> _WHAT YOU SHOULD DO_
Repeat the records. Each line must match exactly.

> _DATA EXCERPTS_
● ● ● ● ●
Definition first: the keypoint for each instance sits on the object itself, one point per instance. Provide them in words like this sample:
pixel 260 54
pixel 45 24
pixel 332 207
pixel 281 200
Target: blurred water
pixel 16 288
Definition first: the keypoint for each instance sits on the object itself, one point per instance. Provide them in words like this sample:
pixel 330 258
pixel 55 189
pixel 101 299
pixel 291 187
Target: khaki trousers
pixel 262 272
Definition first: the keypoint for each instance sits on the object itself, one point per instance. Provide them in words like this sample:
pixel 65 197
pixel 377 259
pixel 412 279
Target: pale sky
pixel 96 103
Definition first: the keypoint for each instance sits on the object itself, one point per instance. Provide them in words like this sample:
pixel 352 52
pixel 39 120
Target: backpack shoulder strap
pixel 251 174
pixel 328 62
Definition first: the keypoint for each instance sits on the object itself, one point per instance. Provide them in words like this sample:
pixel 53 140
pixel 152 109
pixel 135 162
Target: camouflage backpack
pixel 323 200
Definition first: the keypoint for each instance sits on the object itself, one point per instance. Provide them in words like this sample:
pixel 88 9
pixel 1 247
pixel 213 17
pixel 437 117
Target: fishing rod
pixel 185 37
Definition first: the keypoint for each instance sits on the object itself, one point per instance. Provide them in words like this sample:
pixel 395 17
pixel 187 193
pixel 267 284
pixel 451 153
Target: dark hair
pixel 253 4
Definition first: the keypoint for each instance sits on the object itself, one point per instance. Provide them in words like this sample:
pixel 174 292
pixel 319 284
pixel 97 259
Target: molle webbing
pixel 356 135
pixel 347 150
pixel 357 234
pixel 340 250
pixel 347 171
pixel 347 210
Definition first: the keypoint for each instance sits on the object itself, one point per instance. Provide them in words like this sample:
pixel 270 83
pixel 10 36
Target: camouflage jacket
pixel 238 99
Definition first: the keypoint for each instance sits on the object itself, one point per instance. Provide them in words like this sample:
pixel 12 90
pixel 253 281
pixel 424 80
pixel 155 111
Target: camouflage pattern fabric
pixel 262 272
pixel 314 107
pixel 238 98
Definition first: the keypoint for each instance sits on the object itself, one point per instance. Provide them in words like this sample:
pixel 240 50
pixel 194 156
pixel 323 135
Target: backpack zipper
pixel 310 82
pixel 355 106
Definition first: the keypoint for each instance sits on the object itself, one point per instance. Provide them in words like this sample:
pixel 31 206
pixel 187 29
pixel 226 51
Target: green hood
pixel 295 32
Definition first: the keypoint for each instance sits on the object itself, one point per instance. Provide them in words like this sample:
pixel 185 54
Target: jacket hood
● ● ● ● ●
> _RESULT OF THIS TASK_
Definition first: the keypoint for each instance sits on the object itself, one point per instance. Provide them in words like this sample:
pixel 260 54
pixel 45 24
pixel 332 207
pixel 281 200
Target: blurred water
pixel 16 288
Definition first: the keypoint for each instance sits on the object itself, one point per instance. Provide them in words like this sample:
pixel 330 258
pixel 55 189
pixel 101 299
pixel 291 187
Target: khaki trousers
pixel 262 272
Definition first: the keypoint for each instance sits on the object itself, one point per instance. Provide them in words like this sample:
pixel 65 197
pixel 377 259
pixel 412 279
Target: pale sky
pixel 96 103
Definition first: the keypoint for each instance sits on the object itself, one point per instance. Provide them in words like this sample:
pixel 352 52
pixel 39 120
Target: backpack shoulder strap
pixel 251 174
pixel 328 62
Definition first: the keypoint for each instance sits on the object itself, one point per instance. Provide them in words like this sample:
pixel 53 140
pixel 152 109
pixel 135 162
Target: camouflage backpack
pixel 323 200
Definition first: the keypoint for each instance sits on the object itself, one point per instance. Provide them in words like this sample:
pixel 88 9
pixel 1 247
pixel 213 17
pixel 437 117
Target: fishing rod
pixel 185 37
Definition first: the keypoint for each instance sits on the object itself, one point per instance. Provide them in words like this sample:
pixel 395 17
pixel 187 193
pixel 267 284
pixel 451 153
Target: dark hair
pixel 253 4
Definition first: the keypoint for each instance sits on the object itself, one point per instance. Provide them in words like this sample:
pixel 174 292
pixel 319 284
pixel 97 259
Target: molle webbing
pixel 356 135
pixel 347 150
pixel 357 234
pixel 340 250
pixel 347 171
pixel 347 210
Definition first: the keypoint for each instance sits on the object itself, one point per instance. Provide them in words like this sample:
pixel 270 83
pixel 10 36
Target: camouflage jacket
pixel 238 99
Definition first: the keypoint for each instance sits on the object itself, one point per instance. Provide them in words like this sample:
pixel 12 90
pixel 253 281
pixel 424 80
pixel 155 111
Target: camouflage pattern fabric
pixel 262 272
pixel 314 107
pixel 238 98
Definition first: the keypoint for each instance sits on the object itself, one point per instance. Provide them in words like this sample:
pixel 240 50
pixel 194 156
pixel 323 135
Target: backpack zipper
pixel 310 82
pixel 355 106
Definition first: the keypoint for each instance sits on the object itself, one point per instance. Provide them in words like this sample:
pixel 31 206
pixel 187 29
pixel 226 51
Target: green hood
pixel 295 32
Definition first: the keypoint for each instance sits on the object itself, one point per instance. Provide them in words like this sample:
pixel 185 54
Target: jacket hood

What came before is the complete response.